──────── Texte ────────

Ma patiente, c’était le genre à
être branchée toute la journée sur BFM TV. Lorsque j’entrais chez elle, je la
retrouvais le dos courbé en avant, le nez au ras de la télé à essayer de lire
le bandeau qui défilait toujours trop vite en bas de l’écran. Ma
patiente, c’était le genre à ponctuer ses phrases de « Si l’bon Dieu m’entendait ! ». Il
y avait un peu partout dans sa maison des photos de Jean-Paul II et de tous les
Papes que ses 95 années de croyance lui avaient permis de connaitre. Il y avait
des croix dans tous les coins de la maison et jusque dans les WC au-dessus du
papier toilette : « C’est parce
que je suis souvent constipée ! ». Je n’avais pas cherché plus loin que
l’idée qu’un Dieu qui avait créé l’Humanité devait certainement aussi avoir le
don d’en faire chier certains. Elle me parlait souvent de son père mutilé de la
première guerre et de la seconde qui lui avait causé bien des misères. Ma
patiente était du genre à souvent dire « A mon époque c’était pas comme ça ! », à me parler de
naguère, de dans l’temps et de cette époque que je n’ai pas connu et qui, à l’écouter,
me rassurait de ne pas être née soixante ansplus tôt.
- Allez à la semaine prochaine… Oui, ce sera moi… Oui… A la prochaine… Oui… Au revoir… Oui, bonne soirée… Oui oui la semaine prochaine !
J’ai claqué la porte de ma
voiture, soulagée d’avoir enfin réussi à la quitter. J’avais toujours du mal à partir
de chez elle. Pas parce que j’avais de la peine à la laisser seule dans sa
maison, non. C’était parce qu’elle avait de la peine à être seule qu’elle ne me
laissait pas partir de chez elle.
J’ai composé le numéro de mon répondeur pour savoir
qui m’avait appelé : un message pour de nouveaux soins à débuter dès
demain matin. J’ai rappelé de suite :
- Ahhh… Mince. Mais je suis désolée mais vous rappelez pour rien. J’ai confié les soins à quelqu’un d’autre !
- Mais vous m’avez appelé il y a peine quinze minutes en me laissant un long message me demandant de vous rappeler...
- Oui, mais bon… Comme vous ne me rappeliez pas, j’ai contacté le cabinet infirmier de la commune voisine.

──────── Données à analyser ────────

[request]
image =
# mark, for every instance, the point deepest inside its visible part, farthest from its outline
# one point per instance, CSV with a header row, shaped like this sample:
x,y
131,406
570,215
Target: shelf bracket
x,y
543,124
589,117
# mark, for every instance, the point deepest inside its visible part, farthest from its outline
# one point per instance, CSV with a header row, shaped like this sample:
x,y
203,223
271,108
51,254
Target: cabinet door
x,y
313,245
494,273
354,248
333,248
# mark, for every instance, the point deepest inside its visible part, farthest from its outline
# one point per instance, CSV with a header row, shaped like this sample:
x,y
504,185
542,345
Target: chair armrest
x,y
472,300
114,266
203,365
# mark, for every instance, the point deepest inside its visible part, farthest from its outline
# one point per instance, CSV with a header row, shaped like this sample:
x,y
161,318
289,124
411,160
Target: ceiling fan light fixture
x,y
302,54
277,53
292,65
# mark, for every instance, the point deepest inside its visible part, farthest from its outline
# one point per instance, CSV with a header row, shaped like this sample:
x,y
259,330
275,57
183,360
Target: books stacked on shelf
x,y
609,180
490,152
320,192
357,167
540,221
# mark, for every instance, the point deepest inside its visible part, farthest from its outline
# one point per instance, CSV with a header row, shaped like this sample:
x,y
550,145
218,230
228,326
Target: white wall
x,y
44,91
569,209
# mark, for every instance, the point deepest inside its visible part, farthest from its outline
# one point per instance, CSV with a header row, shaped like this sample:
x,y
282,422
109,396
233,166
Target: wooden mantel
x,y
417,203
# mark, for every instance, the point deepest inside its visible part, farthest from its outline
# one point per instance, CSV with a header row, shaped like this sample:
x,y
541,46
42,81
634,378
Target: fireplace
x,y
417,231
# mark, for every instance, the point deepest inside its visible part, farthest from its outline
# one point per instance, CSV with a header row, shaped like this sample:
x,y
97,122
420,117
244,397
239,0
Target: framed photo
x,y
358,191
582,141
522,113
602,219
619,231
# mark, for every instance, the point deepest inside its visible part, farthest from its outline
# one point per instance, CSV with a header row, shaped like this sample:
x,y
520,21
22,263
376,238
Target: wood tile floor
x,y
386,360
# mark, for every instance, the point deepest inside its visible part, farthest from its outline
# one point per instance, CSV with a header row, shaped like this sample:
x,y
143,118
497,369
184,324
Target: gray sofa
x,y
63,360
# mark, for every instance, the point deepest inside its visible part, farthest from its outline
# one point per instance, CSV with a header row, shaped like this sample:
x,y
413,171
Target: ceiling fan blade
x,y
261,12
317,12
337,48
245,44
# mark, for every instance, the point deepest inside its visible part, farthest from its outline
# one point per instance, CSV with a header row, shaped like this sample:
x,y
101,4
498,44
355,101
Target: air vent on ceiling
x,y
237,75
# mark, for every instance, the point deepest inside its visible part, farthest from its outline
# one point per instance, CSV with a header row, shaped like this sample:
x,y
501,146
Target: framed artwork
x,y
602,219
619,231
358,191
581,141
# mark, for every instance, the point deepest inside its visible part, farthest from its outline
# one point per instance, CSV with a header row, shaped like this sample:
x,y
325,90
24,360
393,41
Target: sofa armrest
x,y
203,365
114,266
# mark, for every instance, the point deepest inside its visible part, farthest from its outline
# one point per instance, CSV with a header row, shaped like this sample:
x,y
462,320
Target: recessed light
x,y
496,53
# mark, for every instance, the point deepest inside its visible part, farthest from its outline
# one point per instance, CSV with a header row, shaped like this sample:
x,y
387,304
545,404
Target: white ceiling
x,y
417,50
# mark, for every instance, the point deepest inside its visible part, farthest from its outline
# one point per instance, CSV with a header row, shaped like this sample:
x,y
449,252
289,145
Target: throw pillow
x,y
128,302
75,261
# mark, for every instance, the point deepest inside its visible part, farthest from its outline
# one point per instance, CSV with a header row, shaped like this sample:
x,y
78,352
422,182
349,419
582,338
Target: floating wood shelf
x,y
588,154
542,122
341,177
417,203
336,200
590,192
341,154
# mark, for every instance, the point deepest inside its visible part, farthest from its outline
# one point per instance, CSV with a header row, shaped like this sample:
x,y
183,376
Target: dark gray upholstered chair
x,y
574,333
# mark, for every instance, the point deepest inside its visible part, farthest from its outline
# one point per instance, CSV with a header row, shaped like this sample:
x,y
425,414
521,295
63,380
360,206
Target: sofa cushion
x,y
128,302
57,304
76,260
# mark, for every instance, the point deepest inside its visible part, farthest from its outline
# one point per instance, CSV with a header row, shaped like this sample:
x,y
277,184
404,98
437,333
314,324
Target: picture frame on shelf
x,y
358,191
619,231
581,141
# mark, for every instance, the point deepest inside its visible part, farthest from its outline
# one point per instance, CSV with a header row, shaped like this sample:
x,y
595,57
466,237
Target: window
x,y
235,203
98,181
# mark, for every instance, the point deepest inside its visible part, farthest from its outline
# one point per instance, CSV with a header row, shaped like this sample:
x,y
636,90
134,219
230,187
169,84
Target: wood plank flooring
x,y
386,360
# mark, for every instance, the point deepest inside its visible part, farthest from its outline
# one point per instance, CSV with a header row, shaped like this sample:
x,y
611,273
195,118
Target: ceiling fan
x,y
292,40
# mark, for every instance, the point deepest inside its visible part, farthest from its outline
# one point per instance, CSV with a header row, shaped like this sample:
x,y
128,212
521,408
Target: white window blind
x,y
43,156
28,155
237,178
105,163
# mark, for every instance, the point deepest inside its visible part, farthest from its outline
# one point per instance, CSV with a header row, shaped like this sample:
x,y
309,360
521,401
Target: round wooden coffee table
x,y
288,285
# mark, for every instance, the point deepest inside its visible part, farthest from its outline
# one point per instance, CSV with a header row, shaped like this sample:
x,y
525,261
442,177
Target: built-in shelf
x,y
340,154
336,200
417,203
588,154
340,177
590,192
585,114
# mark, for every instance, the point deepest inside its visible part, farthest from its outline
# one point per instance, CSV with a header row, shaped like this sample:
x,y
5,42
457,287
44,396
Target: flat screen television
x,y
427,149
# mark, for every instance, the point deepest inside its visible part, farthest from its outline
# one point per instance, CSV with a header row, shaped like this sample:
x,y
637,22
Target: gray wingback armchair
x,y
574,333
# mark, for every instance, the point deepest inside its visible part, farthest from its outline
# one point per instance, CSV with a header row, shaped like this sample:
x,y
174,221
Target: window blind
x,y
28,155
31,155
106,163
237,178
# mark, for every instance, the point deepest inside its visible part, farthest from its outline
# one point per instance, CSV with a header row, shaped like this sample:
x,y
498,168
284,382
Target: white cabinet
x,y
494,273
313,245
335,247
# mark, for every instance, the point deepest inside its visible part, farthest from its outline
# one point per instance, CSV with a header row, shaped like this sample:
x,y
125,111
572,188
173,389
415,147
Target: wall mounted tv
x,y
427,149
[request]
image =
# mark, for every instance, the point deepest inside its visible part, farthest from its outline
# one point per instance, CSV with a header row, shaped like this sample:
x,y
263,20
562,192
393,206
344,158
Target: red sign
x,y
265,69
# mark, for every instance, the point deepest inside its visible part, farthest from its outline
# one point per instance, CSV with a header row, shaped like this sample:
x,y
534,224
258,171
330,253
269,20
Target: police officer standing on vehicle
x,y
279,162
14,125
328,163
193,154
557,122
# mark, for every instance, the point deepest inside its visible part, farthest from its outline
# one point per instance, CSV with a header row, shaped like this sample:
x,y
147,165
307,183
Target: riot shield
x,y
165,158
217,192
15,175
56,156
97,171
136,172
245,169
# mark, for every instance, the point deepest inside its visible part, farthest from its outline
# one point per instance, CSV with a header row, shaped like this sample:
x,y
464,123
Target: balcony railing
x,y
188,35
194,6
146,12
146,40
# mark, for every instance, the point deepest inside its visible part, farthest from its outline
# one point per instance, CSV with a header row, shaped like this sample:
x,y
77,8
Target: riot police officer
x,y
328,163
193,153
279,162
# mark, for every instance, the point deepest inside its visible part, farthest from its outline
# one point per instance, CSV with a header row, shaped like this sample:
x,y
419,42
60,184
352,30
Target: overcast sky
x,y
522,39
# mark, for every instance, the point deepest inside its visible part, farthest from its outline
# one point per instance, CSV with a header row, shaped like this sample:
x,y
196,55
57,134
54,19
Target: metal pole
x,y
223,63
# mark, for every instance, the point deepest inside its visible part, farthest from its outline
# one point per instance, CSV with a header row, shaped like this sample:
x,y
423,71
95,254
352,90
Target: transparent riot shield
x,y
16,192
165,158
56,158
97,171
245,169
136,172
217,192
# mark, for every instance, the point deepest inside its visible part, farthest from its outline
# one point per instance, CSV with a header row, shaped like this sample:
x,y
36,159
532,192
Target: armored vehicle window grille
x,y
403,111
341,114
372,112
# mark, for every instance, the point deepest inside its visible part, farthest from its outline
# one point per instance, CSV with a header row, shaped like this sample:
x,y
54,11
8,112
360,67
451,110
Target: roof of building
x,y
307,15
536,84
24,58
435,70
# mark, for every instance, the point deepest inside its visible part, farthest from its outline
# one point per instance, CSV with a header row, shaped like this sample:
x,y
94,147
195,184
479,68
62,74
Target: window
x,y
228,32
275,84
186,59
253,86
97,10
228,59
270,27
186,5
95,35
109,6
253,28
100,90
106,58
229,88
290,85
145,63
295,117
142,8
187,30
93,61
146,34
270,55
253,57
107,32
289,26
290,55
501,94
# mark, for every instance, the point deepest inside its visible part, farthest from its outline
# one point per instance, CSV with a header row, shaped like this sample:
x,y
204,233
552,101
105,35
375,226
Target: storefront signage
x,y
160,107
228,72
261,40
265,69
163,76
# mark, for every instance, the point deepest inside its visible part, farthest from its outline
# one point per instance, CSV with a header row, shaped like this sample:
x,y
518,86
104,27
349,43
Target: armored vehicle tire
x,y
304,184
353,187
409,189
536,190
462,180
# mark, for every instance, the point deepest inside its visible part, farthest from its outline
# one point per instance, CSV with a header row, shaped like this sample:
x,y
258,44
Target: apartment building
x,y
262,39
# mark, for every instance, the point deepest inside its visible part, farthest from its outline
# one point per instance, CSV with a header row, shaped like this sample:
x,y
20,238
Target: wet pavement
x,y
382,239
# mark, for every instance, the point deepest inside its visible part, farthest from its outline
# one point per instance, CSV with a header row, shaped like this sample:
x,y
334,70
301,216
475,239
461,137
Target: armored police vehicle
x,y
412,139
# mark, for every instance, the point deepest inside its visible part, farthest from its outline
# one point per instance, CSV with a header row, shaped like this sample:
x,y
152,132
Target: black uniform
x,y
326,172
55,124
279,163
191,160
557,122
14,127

────────

Vos tâches
1: D'après le texte, quelle chaîne de télévision la patiente regardait-elle toute la journée ?
2: Recopiez tel quel, s'il vous plaît, le passage du texte allant de « J’ai claqué la » jusqu'à « de vous rappeler... ».
3: Expliquez en une à trois phrases pourquoi, selon le texte, la narratrice avait toujours du mal à partir de chez sa patiente.
Les entrées proviennent d'une autre source que le texte.

Corrigé détaillé
1: BFM TV.

2:
J’ai claqué la porte de ma
voiture, soulagée d’avoir enfin réussi à la quitter. J’avais toujours du mal à partir
de chez elle. Pas parce que j’avais de la peine à la laisser seule dans sa
maison, non. C’était parce qu’elle avait de la peine à être seule qu’elle ne me
laissait pas partir de chez elle.
J’ai composé le numéro de mon répondeur pour savoir
qui m’avait appelé : un message pour de nouveaux soins à débuter dès
demain matin. J’ai rappelé de suite :
- Ahhh… Mince. Mais je suis désolée mais vous rappelez pour rien. J’ai confié les soins à quelqu’un d’autre !
- Mais vous m’avez appelé il y a peine quinze minutes en me laissant un long message me demandant de vous rappeler...

3: Ce n'était pas parce qu'elle avait de la peine à laisser la patiente seule dans sa maison. C'était parce que la patiente avait de la peine à être seule et ne la laissait donc pas partir.